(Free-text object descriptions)
----

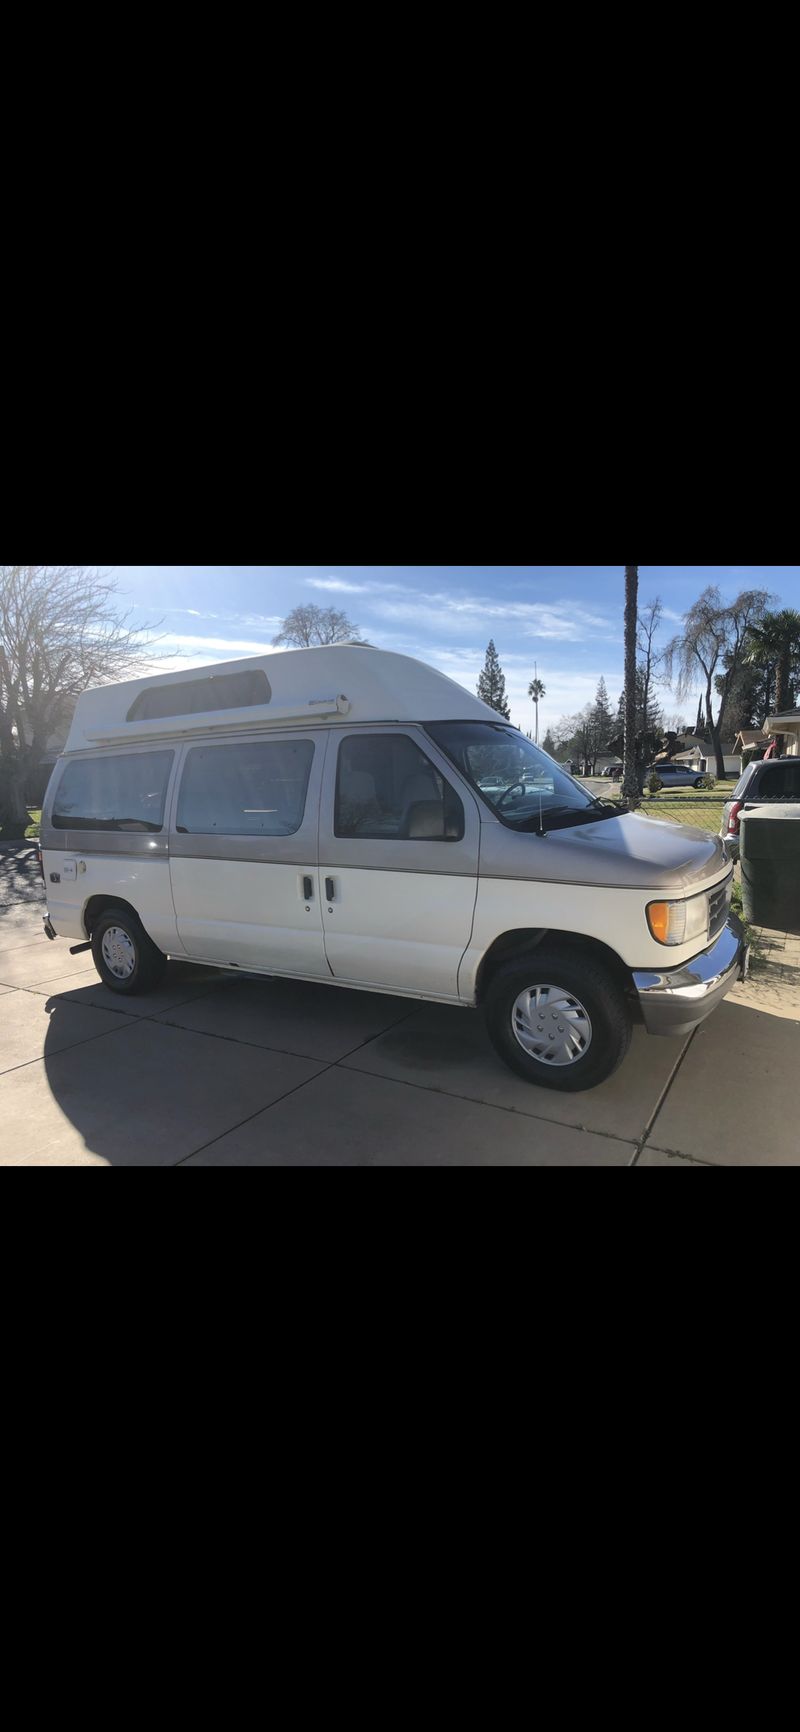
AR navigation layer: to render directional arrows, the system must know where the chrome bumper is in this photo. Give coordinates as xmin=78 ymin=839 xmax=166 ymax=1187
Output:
xmin=633 ymin=915 xmax=746 ymax=1038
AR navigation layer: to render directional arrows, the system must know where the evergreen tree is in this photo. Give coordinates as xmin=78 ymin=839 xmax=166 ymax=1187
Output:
xmin=616 ymin=669 xmax=662 ymax=740
xmin=542 ymin=729 xmax=557 ymax=757
xmin=477 ymin=640 xmax=511 ymax=719
xmin=593 ymin=676 xmax=614 ymax=751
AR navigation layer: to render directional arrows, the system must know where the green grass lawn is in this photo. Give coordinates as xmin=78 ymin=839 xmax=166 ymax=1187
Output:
xmin=637 ymin=786 xmax=730 ymax=837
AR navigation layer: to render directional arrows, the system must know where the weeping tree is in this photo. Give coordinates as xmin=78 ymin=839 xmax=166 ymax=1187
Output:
xmin=0 ymin=565 xmax=160 ymax=836
xmin=664 ymin=585 xmax=770 ymax=779
xmin=622 ymin=565 xmax=640 ymax=806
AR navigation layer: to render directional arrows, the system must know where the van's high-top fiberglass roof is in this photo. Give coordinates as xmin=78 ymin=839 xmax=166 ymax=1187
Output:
xmin=64 ymin=645 xmax=499 ymax=754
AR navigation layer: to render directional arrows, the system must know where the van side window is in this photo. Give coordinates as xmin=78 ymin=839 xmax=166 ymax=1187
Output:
xmin=176 ymin=739 xmax=315 ymax=836
xmin=52 ymin=751 xmax=174 ymax=832
xmin=335 ymin=735 xmax=464 ymax=840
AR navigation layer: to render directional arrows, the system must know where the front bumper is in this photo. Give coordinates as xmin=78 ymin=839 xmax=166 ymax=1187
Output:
xmin=633 ymin=915 xmax=746 ymax=1038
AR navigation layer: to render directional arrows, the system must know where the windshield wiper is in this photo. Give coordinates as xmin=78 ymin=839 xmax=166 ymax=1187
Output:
xmin=517 ymin=805 xmax=619 ymax=835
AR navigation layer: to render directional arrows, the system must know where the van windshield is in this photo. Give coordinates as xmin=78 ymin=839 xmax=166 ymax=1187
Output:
xmin=426 ymin=723 xmax=604 ymax=831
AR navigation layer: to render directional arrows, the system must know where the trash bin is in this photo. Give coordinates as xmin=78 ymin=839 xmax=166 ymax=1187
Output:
xmin=740 ymin=811 xmax=800 ymax=933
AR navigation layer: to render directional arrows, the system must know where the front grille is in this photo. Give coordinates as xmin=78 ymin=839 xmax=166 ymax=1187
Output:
xmin=708 ymin=874 xmax=733 ymax=940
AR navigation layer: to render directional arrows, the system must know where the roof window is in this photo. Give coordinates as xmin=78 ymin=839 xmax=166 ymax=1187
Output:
xmin=127 ymin=669 xmax=271 ymax=723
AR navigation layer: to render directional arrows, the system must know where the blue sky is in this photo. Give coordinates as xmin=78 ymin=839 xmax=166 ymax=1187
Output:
xmin=113 ymin=565 xmax=800 ymax=737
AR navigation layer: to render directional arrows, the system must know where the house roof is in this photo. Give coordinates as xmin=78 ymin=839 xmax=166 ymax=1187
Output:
xmin=766 ymin=708 xmax=800 ymax=730
xmin=674 ymin=738 xmax=734 ymax=756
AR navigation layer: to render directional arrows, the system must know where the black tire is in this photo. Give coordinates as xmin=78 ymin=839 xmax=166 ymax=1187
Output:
xmin=694 ymin=779 xmax=705 ymax=790
xmin=91 ymin=905 xmax=167 ymax=995
xmin=484 ymin=947 xmax=632 ymax=1093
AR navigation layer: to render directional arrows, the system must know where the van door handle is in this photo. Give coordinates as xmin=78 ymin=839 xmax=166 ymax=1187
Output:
xmin=302 ymin=875 xmax=314 ymax=900
xmin=325 ymin=877 xmax=336 ymax=902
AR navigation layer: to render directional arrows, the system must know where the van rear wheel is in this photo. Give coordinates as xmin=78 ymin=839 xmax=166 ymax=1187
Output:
xmin=485 ymin=949 xmax=632 ymax=1092
xmin=91 ymin=906 xmax=167 ymax=995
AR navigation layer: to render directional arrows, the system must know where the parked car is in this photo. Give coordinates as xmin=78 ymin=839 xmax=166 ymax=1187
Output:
xmin=39 ymin=645 xmax=743 ymax=1094
xmin=648 ymin=762 xmax=708 ymax=789
xmin=602 ymin=764 xmax=623 ymax=778
xmin=721 ymin=757 xmax=800 ymax=859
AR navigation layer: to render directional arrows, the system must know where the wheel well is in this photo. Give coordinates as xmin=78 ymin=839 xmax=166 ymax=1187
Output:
xmin=475 ymin=928 xmax=634 ymax=1003
xmin=82 ymin=894 xmax=141 ymax=939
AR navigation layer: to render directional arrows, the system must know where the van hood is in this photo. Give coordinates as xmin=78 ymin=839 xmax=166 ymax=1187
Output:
xmin=479 ymin=810 xmax=729 ymax=892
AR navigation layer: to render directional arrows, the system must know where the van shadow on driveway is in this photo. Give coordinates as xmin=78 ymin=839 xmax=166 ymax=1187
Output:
xmin=3 ymin=954 xmax=795 ymax=1165
xmin=22 ymin=961 xmax=675 ymax=1165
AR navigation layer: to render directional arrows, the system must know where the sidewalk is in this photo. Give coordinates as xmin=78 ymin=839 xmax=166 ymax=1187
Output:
xmin=1 ymin=892 xmax=798 ymax=1165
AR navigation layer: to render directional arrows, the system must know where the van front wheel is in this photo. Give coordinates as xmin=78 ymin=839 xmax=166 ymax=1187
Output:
xmin=91 ymin=907 xmax=167 ymax=995
xmin=485 ymin=949 xmax=632 ymax=1092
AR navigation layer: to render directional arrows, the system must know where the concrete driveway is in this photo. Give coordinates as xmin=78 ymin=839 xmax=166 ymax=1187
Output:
xmin=1 ymin=852 xmax=798 ymax=1166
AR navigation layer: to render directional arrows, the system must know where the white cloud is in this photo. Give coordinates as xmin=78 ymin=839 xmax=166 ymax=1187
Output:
xmin=308 ymin=579 xmax=612 ymax=641
xmin=366 ymin=595 xmax=610 ymax=641
xmin=308 ymin=578 xmax=386 ymax=595
xmin=161 ymin=634 xmax=281 ymax=656
xmin=165 ymin=607 xmax=282 ymax=629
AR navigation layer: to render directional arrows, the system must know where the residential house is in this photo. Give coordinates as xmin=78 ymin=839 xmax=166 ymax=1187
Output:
xmin=672 ymin=736 xmax=740 ymax=776
xmin=733 ymin=728 xmax=768 ymax=770
xmin=765 ymin=707 xmax=800 ymax=757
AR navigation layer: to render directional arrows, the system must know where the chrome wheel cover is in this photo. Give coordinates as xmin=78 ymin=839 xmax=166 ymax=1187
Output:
xmin=512 ymin=983 xmax=592 ymax=1066
xmin=101 ymin=925 xmax=136 ymax=981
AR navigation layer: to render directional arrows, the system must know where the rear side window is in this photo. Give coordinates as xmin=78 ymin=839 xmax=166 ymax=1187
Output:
xmin=52 ymin=751 xmax=174 ymax=832
xmin=755 ymin=762 xmax=800 ymax=800
xmin=731 ymin=763 xmax=759 ymax=800
xmin=335 ymin=734 xmax=464 ymax=840
xmin=177 ymin=739 xmax=314 ymax=836
xmin=127 ymin=669 xmax=271 ymax=722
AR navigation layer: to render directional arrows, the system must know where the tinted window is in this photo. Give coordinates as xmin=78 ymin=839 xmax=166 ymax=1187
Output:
xmin=731 ymin=763 xmax=759 ymax=800
xmin=177 ymin=739 xmax=314 ymax=836
xmin=52 ymin=751 xmax=174 ymax=832
xmin=128 ymin=670 xmax=271 ymax=722
xmin=756 ymin=762 xmax=800 ymax=800
xmin=335 ymin=735 xmax=464 ymax=840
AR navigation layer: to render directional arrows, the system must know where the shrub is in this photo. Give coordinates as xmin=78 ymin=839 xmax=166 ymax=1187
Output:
xmin=698 ymin=773 xmax=716 ymax=790
xmin=648 ymin=772 xmax=663 ymax=794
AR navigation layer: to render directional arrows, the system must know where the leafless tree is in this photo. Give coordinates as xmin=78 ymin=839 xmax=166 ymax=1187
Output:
xmin=622 ymin=565 xmax=640 ymax=806
xmin=637 ymin=597 xmax=663 ymax=743
xmin=0 ymin=565 xmax=161 ymax=835
xmin=663 ymin=585 xmax=771 ymax=779
xmin=272 ymin=604 xmax=362 ymax=648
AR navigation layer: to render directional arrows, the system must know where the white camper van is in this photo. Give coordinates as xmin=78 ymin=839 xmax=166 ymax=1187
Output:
xmin=39 ymin=646 xmax=745 ymax=1092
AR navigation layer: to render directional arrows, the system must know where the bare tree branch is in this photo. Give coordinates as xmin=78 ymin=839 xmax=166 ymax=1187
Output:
xmin=0 ymin=564 xmax=162 ymax=834
xmin=272 ymin=604 xmax=362 ymax=647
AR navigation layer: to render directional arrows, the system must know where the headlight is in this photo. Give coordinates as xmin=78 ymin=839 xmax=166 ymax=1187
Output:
xmin=646 ymin=894 xmax=710 ymax=947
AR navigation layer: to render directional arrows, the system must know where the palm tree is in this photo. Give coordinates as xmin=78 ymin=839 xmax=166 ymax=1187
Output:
xmin=746 ymin=609 xmax=800 ymax=753
xmin=622 ymin=565 xmax=640 ymax=805
xmin=528 ymin=674 xmax=546 ymax=744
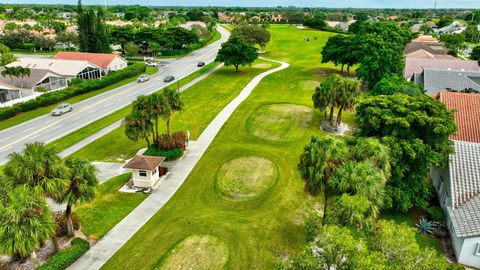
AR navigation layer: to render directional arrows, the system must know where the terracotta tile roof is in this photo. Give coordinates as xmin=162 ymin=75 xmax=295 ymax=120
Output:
xmin=404 ymin=58 xmax=480 ymax=79
xmin=437 ymin=92 xmax=480 ymax=143
xmin=123 ymin=155 xmax=165 ymax=170
xmin=412 ymin=35 xmax=439 ymax=43
xmin=54 ymin=52 xmax=121 ymax=70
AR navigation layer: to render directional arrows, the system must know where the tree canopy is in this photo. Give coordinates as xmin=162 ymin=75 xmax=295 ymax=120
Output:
xmin=231 ymin=24 xmax=270 ymax=50
xmin=371 ymin=75 xmax=425 ymax=96
xmin=215 ymin=37 xmax=258 ymax=72
xmin=355 ymin=94 xmax=456 ymax=212
xmin=77 ymin=1 xmax=111 ymax=53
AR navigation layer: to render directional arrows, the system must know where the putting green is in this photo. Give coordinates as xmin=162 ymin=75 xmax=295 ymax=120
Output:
xmin=288 ymin=79 xmax=321 ymax=90
xmin=158 ymin=235 xmax=229 ymax=270
xmin=246 ymin=104 xmax=313 ymax=142
xmin=216 ymin=156 xmax=278 ymax=200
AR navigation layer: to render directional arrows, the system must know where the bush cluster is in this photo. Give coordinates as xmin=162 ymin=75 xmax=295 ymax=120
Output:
xmin=426 ymin=206 xmax=445 ymax=222
xmin=143 ymin=146 xmax=183 ymax=161
xmin=156 ymin=131 xmax=186 ymax=151
xmin=0 ymin=62 xmax=146 ymax=121
xmin=37 ymin=237 xmax=90 ymax=270
xmin=53 ymin=211 xmax=80 ymax=237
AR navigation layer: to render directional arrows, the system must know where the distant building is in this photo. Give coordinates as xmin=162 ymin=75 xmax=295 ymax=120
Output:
xmin=436 ymin=21 xmax=466 ymax=35
xmin=123 ymin=155 xmax=167 ymax=188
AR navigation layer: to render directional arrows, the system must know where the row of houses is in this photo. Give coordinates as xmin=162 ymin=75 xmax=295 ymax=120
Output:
xmin=405 ymin=35 xmax=480 ymax=268
xmin=0 ymin=52 xmax=127 ymax=105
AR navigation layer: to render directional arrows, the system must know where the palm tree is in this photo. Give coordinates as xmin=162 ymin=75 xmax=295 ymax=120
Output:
xmin=312 ymin=80 xmax=334 ymax=120
xmin=298 ymin=136 xmax=349 ymax=221
xmin=124 ymin=110 xmax=154 ymax=148
xmin=329 ymin=160 xmax=387 ymax=219
xmin=132 ymin=95 xmax=156 ymax=139
xmin=0 ymin=185 xmax=56 ymax=264
xmin=149 ymin=93 xmax=166 ymax=141
xmin=4 ymin=142 xmax=68 ymax=198
xmin=334 ymin=76 xmax=361 ymax=130
xmin=18 ymin=66 xmax=31 ymax=89
xmin=162 ymin=88 xmax=184 ymax=135
xmin=58 ymin=158 xmax=98 ymax=237
xmin=1 ymin=66 xmax=16 ymax=86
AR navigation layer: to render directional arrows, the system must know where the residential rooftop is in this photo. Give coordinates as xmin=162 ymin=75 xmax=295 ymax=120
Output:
xmin=404 ymin=58 xmax=480 ymax=79
xmin=420 ymin=68 xmax=480 ymax=96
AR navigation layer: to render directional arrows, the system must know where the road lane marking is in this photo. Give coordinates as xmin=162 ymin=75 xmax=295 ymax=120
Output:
xmin=30 ymin=135 xmax=40 ymax=140
xmin=73 ymin=116 xmax=81 ymax=121
xmin=24 ymin=127 xmax=34 ymax=132
xmin=51 ymin=125 xmax=62 ymax=130
xmin=0 ymin=137 xmax=9 ymax=142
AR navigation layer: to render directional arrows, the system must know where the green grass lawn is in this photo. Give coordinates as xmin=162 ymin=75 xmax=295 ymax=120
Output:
xmin=0 ymin=67 xmax=158 ymax=132
xmin=75 ymin=173 xmax=147 ymax=240
xmin=102 ymin=25 xmax=338 ymax=270
xmin=72 ymin=59 xmax=279 ymax=162
xmin=47 ymin=63 xmax=219 ymax=154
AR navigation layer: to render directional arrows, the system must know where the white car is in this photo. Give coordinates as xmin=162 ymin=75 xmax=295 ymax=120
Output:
xmin=138 ymin=74 xmax=150 ymax=83
xmin=51 ymin=104 xmax=73 ymax=116
xmin=146 ymin=61 xmax=158 ymax=67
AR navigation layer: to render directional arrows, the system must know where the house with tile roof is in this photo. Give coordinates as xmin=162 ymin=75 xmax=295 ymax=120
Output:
xmin=414 ymin=69 xmax=480 ymax=96
xmin=54 ymin=52 xmax=128 ymax=73
xmin=430 ymin=92 xmax=480 ymax=268
xmin=0 ymin=68 xmax=68 ymax=105
xmin=7 ymin=57 xmax=103 ymax=80
xmin=404 ymin=58 xmax=480 ymax=80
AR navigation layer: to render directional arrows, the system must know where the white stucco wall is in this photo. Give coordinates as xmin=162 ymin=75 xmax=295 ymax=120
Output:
xmin=430 ymin=166 xmax=452 ymax=208
xmin=459 ymin=237 xmax=480 ymax=268
xmin=132 ymin=168 xmax=160 ymax=188
xmin=107 ymin=56 xmax=128 ymax=72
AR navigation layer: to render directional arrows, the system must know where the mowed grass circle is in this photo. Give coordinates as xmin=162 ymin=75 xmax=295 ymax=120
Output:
xmin=216 ymin=156 xmax=278 ymax=201
xmin=158 ymin=235 xmax=229 ymax=270
xmin=246 ymin=104 xmax=313 ymax=142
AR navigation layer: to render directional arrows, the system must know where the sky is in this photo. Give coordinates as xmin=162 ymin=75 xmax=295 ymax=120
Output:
xmin=1 ymin=0 xmax=479 ymax=8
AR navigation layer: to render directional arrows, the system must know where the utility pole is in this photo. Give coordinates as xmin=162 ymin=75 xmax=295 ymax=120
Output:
xmin=434 ymin=0 xmax=437 ymax=9
xmin=104 ymin=0 xmax=107 ymax=10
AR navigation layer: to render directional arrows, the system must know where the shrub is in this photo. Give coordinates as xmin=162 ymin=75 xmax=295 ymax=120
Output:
xmin=53 ymin=211 xmax=80 ymax=237
xmin=37 ymin=237 xmax=89 ymax=270
xmin=156 ymin=131 xmax=186 ymax=150
xmin=0 ymin=63 xmax=146 ymax=121
xmin=426 ymin=206 xmax=445 ymax=222
xmin=144 ymin=146 xmax=184 ymax=161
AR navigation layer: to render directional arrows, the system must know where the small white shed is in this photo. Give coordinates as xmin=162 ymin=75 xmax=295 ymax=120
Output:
xmin=123 ymin=155 xmax=166 ymax=188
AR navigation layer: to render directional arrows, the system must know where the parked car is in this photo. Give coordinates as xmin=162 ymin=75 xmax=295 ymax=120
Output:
xmin=163 ymin=75 xmax=175 ymax=82
xmin=137 ymin=74 xmax=150 ymax=83
xmin=146 ymin=61 xmax=158 ymax=67
xmin=197 ymin=62 xmax=205 ymax=67
xmin=51 ymin=104 xmax=73 ymax=116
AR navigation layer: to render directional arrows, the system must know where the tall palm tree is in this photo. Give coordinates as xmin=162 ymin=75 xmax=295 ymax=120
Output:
xmin=162 ymin=88 xmax=184 ymax=135
xmin=4 ymin=142 xmax=68 ymax=198
xmin=18 ymin=66 xmax=31 ymax=89
xmin=58 ymin=158 xmax=98 ymax=237
xmin=334 ymin=76 xmax=361 ymax=130
xmin=1 ymin=66 xmax=16 ymax=86
xmin=312 ymin=80 xmax=334 ymax=120
xmin=0 ymin=185 xmax=56 ymax=264
xmin=149 ymin=93 xmax=166 ymax=141
xmin=298 ymin=136 xmax=349 ymax=221
xmin=124 ymin=110 xmax=154 ymax=148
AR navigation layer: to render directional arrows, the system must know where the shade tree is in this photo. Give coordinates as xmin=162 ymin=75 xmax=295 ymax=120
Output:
xmin=231 ymin=24 xmax=271 ymax=50
xmin=215 ymin=37 xmax=258 ymax=72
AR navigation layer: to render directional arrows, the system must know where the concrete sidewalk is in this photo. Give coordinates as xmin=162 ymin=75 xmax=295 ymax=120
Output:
xmin=68 ymin=58 xmax=289 ymax=270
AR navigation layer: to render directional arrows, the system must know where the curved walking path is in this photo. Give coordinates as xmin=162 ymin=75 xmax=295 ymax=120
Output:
xmin=68 ymin=57 xmax=289 ymax=270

----

### WHAT IS BEING ASKED
Go through the records and report each line that contains "palm".

### ANSWER SPACE
AR navigation layer: to render directional arrows, the system must know where the palm tree is in this photo. Give coordinates as xmin=78 ymin=839 xmax=166 ymax=1187
AR navigation layer: to render directional arrows, the system must know where the palm tree is in this photo. Give coordinates as xmin=162 ymin=75 xmax=295 ymax=120
AR navigation layer: to render directional arrows, the system must know where the tall palm tree is in this photo. Give coordinates as xmin=162 ymin=75 xmax=295 ymax=120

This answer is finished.